● **Texte de lecture**:
Les dates qui leur répondent, aléatoires ou affectives, ne tiennent elles-mêmes que de fendre un peu des événements de nature très diverse, intimes ou publics, quelconques - incertains.

Pour l'essentiel, tout y est vu d'ici.

samedi 16 septembre 2017

POUR UNE THÉORIE D'ENSEMBLE

Sous le signe de Max Horkheimer et de l’École de Francfort, l’avertissement liminaire de l’ouvrage se veut sans équivoque. Est-il même possible d’escamoter un projet qui concentre de la sorte l’intégralité d’une œuvre, passée et à venir ?
La théorie est critique. C’est son aventure. La théorie du langage est une aventure de l’anthropologie. Elle ne peut pas ne pas se hasarder comme théorie du sens, mettre à l’épreuve sa propre historicité, et celle du langage. D’où à la fois elle est particulière, et déborde ses limites. Partant de l’implication réciproque entre le langage et la littérature, elle ne refait plus l’erreur théorique et politique de ceux qui se sont tenus à la technicité des problèmes. Le travail théorique se découvre autant un travail de l’éthique et du politique.[1]
Dans ce cadre, le rythme relève typiquement de ce que Deleuze appelait un « “petit” concept » à « grande résonance » : au fondement d’une pensée de l’humain, il englobe aussi bien la sphère de l’individuel que celle du social, du culturel, de l’éthique et du politique. Et c’est même cette question, construite du point de vue du langage et spécifiquement de la littérature, qui est devenue insistante au fil du temps. Bien entendu, quoiqu’il soit lisible pour nous rétrospectivement, ce programme se dessinait encore inconsciemment, avec sa part d’imprévisible, pour l’auteur au moment où il l’inventait dans ses premiers livres. L’œuvre n’en apparaît que plus mouvante, ce qui explique peut-être les difficultés éprouvées à la lecture. En théorie comme en poésie, les progressions sont aveugles, les tentatives se confondent avec les trouvailles. En plus d’une argumentation qui s’organise souvent sur le mode implicite, il y subsiste d’inévitables zones d’opacité ; certaines propositions ont servi provisoirement de formules avant d’être abandonnées ; d’autres au contraire restent en germes[2] ou ont libéré une dynamique exploratoire.

● **Consignes de l'exercice**:
**A)** Traduisez en anglais cette phrase du texte sur la théorie du langage : « La théorie du langage est une aventure de l’anthropologie. »
**B)** Rédigez la suite du texte sur la théorie du langage, à partir de sa dernière phrase.

● **Données enregistrées**:
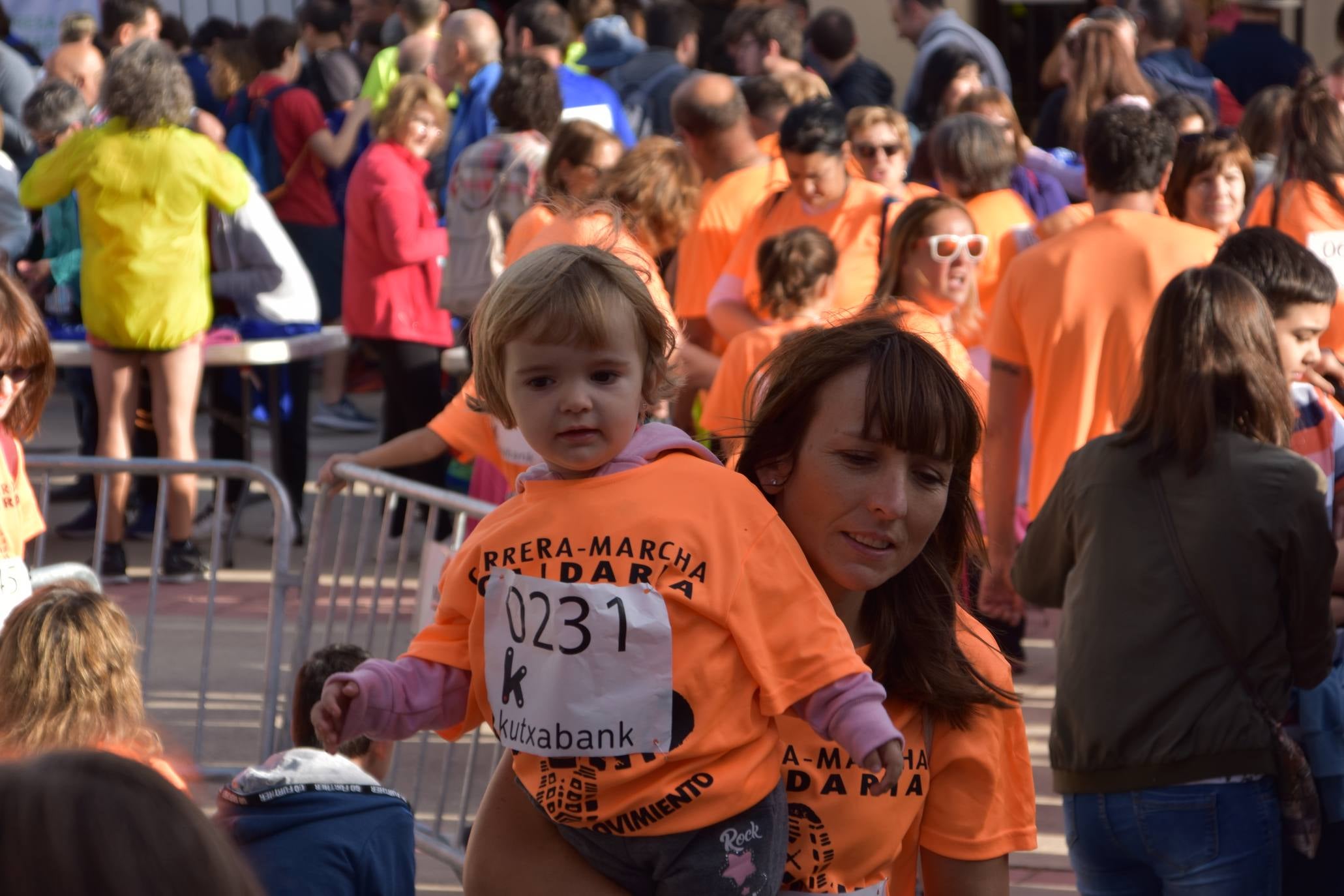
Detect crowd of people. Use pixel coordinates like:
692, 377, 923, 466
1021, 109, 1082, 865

● **Réponses par consigne**:
**A)** The theory of language is an adventure of anthropology.

**B)**
Cette dynamique a suscité d’innombrables incompréhensions, et révélé des a priori tenaces : « La suite des œuvres de Meschonnic n’a pas vraiment réalisé le programme, elle l’a seulement prodigieusement amplifié (et obscurci) d’innombrables prises de positions polémiques. La répétition d’assertions absolues et définitives y a suppléé à la démonstration[3] ». Ou comment se débarrasser d’un cadavre encombrant son chemin, et liquider les 732 pages de Critique du rythme. Cette dynamique a généré inversement des imitations et des contrefaçons : l’absence élémentaire de sens critique s’accompagne dans ce cas du degré zéro de la théorie[4]. Au-delà de ce double effet récurrent, quand elle a été attentive, la réception de l’œuvre en a surtout défait la cohérence interne, y réinstallant des discontinuités. Ainsi, alors que la poétique de la traduction chez Meschonnic semble s’être imposée comme une référence incontournable, et il y aurait lieu de s’interroger sur ce clivage, la réflexion générale sur la littérature a été et demeure constamment minorée. Elle suscite le malaise, effraie par ce qu’on juge n’être qu’un avatar de dogmatisme, au lieu de la contre-argumenter rigoureusement. D’aucuns lui préfèrent l’éclectisme rassurant et conventionnel des études de lettres, capable d’allier l’histoire littéraire aux méthodes éprouvées de la sémiotique, de la stylistique et de l’herméneutique, par exemple.
Si l’œuvre dérange à ce point, c’est qu’elle bouscule en premier lieu des habitudes de pensée, modelées par l’appareil épistémologique et idéologique du signe, culturellement dominant, qui voudraient aujourd’hui enfermer l’objet « littérature » dans la sphère de ses propriétés esthétiques et formelles, en se satisfaisant ipso facto des discours du spécialiste. La théorie de la littérature accepterait ainsi d’être une théorie locale ou régionale, esquivant les problèmes majeurs que traite pourtant la poétique de Meschonnic, au sens que l’auteur revendique à la suite de Benjamin Lafaye dans son Dictionnaire des synonymes de la langue française en 1858 : « Traiter, c’est en effet agiter, discuter ou débattre, et prendre un parti[5] ». Et l’auteur a pris parti pour une théorie d’ensemble qui se fonde sur « la tenue corrélative, inséparable, de la rhétorique au sens d’Aristote, de la poétique même, de l’éthique et du politique » : plus encore, sa démarche consiste à « retrouver un lien empirique entre la pratique et la théorie de la chose littéraire, suivre le lien interne qui fait de la forme-sujet dans l’œuvre de langage un discours direct et indirect sur la forme-sujet du politique[6] ».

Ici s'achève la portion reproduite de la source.